**Texte**
+ + + +

Voici quelques exemples récents des orientations dites «stratégiques» de Sanofi qui s’accompagnent de suppressions d’emplois et de perte d’expertises :
° Novembre 2018 : une réorganisation est annoncée dans les fonctions commerciales en Italie : 75 postes supprimés.
° Décembre 2018 : une réorganisation est annoncée dans les fonctions support: 700 postes supprimés en France, 142 en Allemagne.
° Décembre 2018 : un projet de transfert de salariés vers le sous-traitant informatique Cognizant est annoncé dans certains métiers de l’informatique : 80 postes supprimés en France.
° Mars 2019 : une réorganisation est annoncée dans les fonctions commerciales : 640 postes supprimés en Europe, principalement en France et en Allemagne.
° Mars 2019 : une réorganisation est annoncée dans la Supply Chain : 100 postes supprimés en Europe.
° Mars 2019 : délocalisation vers Barcelone des fonctions centrales de la Supply Chain : 12 personnes impactées.

+ + + +

**Consignes de travail**
A - Répondez à ces questions sur le texte consacré aux suppressions d'emplois chez Sanofi :
(i) Combien de postes la réorganisation des fonctions commerciales annoncée en Italie en novembre 2018 supprime-t-elle ?
(ii) Vers quel sous-traitant informatique un transfert de salariés est-il prévu ?
(iii) Vers quelle ville les fonctions centrales de la Supply Chain sont-elles délocalisées ?
B - D'après le texte sur les suppressions d'emplois chez Sanofi, ces affirmations sont-elles exactes ? Répondez par oui ou non et citez les mots du texte qui tranchent.
(i) La réorganisation des fonctions support annoncée en décembre 2018 supprime 700 postes en France.
(ii) La réorganisation de la Supply Chain annoncée en mars 2019 supprime 640 postes en Europe.
(iii) La délocalisation vers Barcelone concerne 12 personnes.
C - Poursuivez le texte sur les suppressions d'emplois chez Sanofi après sa dernière phrase.

**Données**

+ + + +

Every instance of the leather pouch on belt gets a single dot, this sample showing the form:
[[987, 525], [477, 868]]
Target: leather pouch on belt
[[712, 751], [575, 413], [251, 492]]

+ + + +

**Corrigés**
A -
(i) 75 postes.
(ii) Cognizant.
(iii) Barcelone.

B -
(i) Oui : « 700 postes supprimés en France, 142 en Allemagne ».
(ii) Non : « une réorganisation est annoncée dans la Supply Chain : 100 postes supprimés en Europe ».
(iii) Oui : « 12 personnes impactées ».

C -
° Avril 2019 : délocalisation de certaines fonctions support vers la Hongrie et externalisation.
° Juin 2019 : une réorganisation est annoncée en R&D : 299 postes supprimés en France et 168 en Allemagne.
Rappelons aussi la vente de Zentiva à Advent International avec environ 2500 postes supprimés en Europe au 2ème semestre 2018.
Mais il n’y a pas que des suppressions et des délocalisations, il y a aussi les allers-retours dans les choix des aires thérapeutiques :
A) Recherche Anti-infectieuse Antibactérienne, Antifongique, Antivirale :
– Abandon en 2002 à la suite de l’OPA de Rhône-Poulenc sur Roussel-Uclaf.
– Reprise d’une recherche dans cet axe à Toulouse en 2008 dans Sanofi suite à nos arguments pour développer cet axe répondant à des besoins majeurs dans de nombreux pays.
– Décision de Sanofi de vendre les activités scientifiques de Toulouse en 2013, l’axe anti-infectieux est transféré à Lyon où, affirme la Direction, il y aura des synergies avec Sanofi Pasteur. Environ 80 salariés sont transférés de Toulouse, Montpellier et Vitry en 2014-2015.
– Décision en 2018 de se séparer de cet axe de recherche comprenant une centaine de salariés par une vente à l’entreprise Evotec, avec pour argument que les anti-infectieux ne sont plus une priorité pour Sanofi.
B) Recherche en Diabète et Cardio-Vasculaire :
– Fermée en 2010 à Toulouse.
– Réintroduite en 2015 à Chilly-Mazarin après l’acquisition d’une molécule.
– Abandonnée à nouveau en 2019.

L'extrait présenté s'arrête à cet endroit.